| TASK DETAILS |
The lines to be copied run from the one containing "For each instance of the pebble, set" to the end of the material below; reproduce them exactly, including both ends, and nothing more.

[Stored items from a collection]

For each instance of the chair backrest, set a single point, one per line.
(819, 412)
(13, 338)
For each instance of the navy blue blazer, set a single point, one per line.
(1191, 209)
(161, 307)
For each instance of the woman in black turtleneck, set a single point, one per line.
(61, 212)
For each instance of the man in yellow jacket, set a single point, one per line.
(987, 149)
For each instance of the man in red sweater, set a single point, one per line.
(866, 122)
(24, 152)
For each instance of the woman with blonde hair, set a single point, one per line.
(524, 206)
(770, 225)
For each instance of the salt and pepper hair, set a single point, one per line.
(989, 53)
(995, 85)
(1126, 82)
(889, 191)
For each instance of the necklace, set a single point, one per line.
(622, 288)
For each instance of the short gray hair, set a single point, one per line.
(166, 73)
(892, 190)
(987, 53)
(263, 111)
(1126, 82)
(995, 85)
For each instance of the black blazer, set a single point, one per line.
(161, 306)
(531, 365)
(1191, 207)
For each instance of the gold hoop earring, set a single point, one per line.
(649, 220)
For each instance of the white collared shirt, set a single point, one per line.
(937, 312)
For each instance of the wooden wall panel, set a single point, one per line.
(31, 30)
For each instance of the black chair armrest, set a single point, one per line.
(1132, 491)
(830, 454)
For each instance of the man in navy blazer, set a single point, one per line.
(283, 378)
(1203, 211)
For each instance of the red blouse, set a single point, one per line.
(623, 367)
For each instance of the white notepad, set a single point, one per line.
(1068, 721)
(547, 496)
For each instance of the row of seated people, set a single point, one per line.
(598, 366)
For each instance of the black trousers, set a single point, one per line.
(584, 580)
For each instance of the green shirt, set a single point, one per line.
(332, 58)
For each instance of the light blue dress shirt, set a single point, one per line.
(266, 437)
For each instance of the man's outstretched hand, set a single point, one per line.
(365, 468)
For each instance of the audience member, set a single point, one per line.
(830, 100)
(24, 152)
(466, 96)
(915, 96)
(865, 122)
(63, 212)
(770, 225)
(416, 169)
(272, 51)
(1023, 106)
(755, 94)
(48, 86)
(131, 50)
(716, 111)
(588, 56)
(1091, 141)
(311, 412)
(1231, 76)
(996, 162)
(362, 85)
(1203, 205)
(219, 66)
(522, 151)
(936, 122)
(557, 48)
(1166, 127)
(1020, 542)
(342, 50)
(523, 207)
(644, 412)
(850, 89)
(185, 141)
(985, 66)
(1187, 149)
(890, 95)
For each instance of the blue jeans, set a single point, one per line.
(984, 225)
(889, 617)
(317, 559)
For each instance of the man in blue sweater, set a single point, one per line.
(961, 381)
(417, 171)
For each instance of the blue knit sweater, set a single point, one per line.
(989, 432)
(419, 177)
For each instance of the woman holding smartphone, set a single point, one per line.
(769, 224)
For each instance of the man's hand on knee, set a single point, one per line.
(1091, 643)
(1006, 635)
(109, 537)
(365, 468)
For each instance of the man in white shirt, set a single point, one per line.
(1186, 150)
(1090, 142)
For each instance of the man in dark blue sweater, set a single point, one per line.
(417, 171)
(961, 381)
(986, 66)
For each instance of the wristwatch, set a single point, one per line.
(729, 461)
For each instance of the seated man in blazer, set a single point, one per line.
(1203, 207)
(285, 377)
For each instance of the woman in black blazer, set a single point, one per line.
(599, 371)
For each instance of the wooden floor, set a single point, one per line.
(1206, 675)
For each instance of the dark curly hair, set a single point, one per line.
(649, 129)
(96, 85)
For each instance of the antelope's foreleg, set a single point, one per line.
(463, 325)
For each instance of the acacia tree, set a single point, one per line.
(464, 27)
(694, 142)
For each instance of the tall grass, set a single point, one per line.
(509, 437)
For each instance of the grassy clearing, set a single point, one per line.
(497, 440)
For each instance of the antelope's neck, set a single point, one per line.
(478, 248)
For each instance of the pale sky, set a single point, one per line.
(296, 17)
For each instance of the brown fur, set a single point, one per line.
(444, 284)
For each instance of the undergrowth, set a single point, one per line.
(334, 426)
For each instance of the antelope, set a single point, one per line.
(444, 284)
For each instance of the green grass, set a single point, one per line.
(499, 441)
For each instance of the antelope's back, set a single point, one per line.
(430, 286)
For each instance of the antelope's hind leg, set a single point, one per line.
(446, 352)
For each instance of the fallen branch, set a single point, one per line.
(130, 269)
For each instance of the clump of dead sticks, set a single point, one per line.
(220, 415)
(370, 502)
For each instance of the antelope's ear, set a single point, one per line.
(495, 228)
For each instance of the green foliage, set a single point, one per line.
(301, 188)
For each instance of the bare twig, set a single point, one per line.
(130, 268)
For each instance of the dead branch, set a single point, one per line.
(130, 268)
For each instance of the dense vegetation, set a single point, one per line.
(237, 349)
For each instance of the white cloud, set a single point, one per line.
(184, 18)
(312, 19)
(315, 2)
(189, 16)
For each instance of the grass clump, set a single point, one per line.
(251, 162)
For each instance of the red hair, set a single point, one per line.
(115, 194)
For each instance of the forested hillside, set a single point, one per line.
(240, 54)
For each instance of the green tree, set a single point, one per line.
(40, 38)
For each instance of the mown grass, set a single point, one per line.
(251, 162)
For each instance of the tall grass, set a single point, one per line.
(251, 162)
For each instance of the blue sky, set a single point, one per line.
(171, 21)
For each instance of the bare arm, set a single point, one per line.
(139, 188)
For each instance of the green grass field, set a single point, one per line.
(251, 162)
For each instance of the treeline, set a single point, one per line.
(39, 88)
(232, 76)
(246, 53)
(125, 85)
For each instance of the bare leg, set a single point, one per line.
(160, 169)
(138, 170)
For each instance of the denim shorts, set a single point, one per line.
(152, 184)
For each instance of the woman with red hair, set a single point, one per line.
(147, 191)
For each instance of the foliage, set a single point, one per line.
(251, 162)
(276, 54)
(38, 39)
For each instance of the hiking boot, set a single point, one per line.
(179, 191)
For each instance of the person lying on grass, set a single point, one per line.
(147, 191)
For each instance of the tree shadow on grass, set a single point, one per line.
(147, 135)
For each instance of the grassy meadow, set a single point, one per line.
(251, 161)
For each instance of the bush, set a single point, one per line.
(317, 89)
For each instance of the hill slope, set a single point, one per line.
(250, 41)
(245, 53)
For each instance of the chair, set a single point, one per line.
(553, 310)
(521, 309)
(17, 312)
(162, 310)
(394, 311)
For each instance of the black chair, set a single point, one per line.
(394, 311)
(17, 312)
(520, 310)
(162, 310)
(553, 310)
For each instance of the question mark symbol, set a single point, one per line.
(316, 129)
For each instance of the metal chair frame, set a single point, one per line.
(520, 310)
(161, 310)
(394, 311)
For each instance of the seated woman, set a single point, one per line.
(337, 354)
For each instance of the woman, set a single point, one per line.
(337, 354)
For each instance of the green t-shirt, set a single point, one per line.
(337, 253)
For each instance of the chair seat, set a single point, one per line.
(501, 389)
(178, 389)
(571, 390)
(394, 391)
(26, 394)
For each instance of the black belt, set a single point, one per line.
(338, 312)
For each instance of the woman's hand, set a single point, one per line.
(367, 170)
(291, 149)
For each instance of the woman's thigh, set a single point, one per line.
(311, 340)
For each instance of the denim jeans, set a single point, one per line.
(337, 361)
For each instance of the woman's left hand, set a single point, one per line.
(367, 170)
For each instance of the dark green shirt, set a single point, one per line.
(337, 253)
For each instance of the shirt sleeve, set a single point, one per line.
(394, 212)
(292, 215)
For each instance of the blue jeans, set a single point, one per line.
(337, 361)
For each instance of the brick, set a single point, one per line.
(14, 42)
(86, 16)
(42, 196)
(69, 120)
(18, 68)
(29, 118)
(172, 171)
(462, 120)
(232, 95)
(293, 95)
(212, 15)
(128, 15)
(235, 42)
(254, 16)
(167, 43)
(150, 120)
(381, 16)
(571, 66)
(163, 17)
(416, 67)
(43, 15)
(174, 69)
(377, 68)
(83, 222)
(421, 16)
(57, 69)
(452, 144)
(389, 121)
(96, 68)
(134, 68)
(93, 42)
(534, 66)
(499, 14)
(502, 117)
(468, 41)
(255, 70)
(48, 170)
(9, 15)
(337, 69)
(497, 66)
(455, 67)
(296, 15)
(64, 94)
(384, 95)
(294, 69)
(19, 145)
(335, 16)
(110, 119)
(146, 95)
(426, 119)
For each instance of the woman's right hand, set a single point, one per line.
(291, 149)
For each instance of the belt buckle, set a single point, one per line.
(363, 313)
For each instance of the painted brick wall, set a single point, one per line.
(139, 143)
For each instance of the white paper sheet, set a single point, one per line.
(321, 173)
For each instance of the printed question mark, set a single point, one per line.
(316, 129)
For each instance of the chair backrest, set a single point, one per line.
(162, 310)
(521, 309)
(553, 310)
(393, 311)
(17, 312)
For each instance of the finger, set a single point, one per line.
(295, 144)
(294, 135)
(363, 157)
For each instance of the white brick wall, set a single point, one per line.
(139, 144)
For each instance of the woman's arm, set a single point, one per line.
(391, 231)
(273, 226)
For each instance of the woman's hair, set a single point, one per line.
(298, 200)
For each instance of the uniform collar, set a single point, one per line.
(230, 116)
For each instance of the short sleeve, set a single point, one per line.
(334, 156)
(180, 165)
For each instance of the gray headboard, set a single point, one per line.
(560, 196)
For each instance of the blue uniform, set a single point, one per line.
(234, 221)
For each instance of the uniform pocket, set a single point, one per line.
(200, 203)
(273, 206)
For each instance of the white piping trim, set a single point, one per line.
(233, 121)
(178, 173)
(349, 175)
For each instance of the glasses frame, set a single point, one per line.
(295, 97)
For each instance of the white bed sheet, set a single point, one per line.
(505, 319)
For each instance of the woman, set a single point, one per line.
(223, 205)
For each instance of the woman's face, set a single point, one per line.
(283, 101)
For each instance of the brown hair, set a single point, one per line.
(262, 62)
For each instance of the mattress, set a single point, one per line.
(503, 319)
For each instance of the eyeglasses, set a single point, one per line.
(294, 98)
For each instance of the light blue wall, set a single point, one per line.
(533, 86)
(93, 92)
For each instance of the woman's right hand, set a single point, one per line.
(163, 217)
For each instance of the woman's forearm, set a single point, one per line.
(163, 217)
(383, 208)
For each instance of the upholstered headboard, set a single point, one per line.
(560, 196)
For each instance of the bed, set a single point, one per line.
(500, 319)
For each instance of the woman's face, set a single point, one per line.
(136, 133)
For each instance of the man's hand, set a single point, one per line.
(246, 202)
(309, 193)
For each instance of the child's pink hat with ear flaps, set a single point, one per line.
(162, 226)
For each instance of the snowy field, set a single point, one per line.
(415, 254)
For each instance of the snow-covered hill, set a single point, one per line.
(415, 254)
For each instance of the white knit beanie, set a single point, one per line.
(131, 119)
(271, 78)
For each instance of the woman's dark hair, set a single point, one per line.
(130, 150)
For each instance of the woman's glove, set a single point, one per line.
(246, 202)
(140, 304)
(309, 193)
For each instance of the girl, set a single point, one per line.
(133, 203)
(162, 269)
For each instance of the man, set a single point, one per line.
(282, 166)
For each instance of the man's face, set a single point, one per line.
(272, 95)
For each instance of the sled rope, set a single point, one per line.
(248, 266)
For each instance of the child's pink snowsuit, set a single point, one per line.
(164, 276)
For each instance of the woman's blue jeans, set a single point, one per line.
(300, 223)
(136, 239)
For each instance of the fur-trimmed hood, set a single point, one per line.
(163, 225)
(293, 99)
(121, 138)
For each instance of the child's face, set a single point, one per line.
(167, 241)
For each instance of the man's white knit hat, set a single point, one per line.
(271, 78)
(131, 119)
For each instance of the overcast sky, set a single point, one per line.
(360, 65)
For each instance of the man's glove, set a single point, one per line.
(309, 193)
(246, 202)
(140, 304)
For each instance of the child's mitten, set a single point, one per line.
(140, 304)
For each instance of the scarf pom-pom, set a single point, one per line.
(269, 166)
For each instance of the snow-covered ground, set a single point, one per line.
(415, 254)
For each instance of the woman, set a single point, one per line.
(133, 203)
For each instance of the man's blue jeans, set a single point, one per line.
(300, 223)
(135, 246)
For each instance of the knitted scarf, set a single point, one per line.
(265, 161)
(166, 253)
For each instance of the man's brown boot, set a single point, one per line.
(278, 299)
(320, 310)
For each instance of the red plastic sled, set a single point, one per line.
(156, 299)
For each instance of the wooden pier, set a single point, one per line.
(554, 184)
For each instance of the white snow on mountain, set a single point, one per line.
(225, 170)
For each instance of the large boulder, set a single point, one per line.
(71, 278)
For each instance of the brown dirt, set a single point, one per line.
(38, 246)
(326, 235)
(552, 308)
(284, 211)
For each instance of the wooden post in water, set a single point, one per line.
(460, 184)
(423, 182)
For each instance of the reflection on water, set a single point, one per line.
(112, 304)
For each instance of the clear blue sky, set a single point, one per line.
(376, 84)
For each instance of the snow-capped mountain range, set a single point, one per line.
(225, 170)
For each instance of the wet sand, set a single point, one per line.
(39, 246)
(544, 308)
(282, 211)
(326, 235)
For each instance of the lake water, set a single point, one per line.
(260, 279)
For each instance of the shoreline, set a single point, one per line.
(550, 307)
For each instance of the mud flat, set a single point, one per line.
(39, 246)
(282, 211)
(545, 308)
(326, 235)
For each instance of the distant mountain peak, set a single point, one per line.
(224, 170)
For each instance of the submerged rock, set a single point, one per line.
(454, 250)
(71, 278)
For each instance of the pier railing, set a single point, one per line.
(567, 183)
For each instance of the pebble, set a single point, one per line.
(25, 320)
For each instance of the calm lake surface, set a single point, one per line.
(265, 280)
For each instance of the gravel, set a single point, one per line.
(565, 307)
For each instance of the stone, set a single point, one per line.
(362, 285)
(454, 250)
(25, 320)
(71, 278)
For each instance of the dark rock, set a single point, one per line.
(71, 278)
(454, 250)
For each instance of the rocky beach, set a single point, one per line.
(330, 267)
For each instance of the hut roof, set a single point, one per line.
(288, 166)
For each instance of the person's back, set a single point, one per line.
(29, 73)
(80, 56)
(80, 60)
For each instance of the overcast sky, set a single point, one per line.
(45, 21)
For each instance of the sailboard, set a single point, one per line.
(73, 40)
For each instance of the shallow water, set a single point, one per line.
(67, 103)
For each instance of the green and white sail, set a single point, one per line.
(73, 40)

| WRITTEN ANSWER |
For each instance of the pebble, set a single point, one per line.
(25, 320)
For each instance of the calm lake surface, set a single point, one per line.
(265, 280)
For each instance of the gravel, set a single point, one per line.
(565, 307)
For each instance of the stone, set a single point, one per line.
(362, 285)
(454, 250)
(25, 320)
(71, 278)
For each instance of the dark rock, set a single point, one per line.
(71, 278)
(454, 250)
For each instance of the rocky beach, set a single point, one per line.
(330, 267)
For each instance of the hut roof, set a single point, one per line.
(288, 166)
For each instance of the person's back, set a single point, one per line.
(29, 73)
(80, 56)
(80, 60)
For each instance of the overcast sky, set a single point, one per line.
(45, 21)
For each instance of the sailboard, set a single point, one per line.
(73, 40)
For each instance of the shallow water, set a single point, one per line.
(67, 103)
For each instance of the green and white sail, set a single point, one per line.
(73, 40)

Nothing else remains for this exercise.